►

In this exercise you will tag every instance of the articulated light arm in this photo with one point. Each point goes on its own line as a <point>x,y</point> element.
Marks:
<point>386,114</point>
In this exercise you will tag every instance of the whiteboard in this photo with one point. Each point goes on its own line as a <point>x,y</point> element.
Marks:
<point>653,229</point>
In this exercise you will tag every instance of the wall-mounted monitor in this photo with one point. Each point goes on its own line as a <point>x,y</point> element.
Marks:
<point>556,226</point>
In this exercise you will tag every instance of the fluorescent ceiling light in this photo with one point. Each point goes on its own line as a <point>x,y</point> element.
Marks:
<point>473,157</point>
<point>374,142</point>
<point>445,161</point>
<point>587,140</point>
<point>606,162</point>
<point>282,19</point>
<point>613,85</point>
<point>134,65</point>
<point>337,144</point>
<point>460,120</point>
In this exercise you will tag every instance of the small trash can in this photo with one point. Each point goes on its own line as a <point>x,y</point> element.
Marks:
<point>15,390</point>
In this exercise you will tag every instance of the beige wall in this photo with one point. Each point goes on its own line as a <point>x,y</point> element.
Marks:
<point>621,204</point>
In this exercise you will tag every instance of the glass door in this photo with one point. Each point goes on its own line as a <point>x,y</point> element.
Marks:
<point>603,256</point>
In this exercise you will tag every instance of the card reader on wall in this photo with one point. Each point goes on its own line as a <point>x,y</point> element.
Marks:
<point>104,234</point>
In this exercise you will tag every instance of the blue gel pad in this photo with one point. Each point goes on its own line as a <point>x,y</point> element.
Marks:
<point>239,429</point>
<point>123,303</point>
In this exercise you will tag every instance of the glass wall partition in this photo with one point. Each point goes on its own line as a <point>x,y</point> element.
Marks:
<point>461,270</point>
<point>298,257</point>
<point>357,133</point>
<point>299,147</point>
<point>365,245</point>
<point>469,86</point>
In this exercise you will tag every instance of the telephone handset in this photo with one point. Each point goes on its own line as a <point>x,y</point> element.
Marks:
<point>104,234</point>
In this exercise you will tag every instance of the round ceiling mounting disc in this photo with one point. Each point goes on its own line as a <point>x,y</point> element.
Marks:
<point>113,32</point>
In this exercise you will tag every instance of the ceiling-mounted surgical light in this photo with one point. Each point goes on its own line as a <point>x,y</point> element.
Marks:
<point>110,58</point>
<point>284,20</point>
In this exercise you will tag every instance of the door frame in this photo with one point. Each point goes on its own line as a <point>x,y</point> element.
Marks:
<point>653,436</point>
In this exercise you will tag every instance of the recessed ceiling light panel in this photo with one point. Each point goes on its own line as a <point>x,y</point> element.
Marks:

◄

WORK TO BE COMPLETED: Take every line from the data that contains the word "glass".

EXERCISE OUTPUT:
In this exercise you will tag every instance of the glass door in this photo with one point. Each point goes on its own line as a <point>x,y</point> element.
In this exercise you will tag every instance of the glass wall partition in this photo with one point. Each point goes on its own line as a <point>x,y</point> element.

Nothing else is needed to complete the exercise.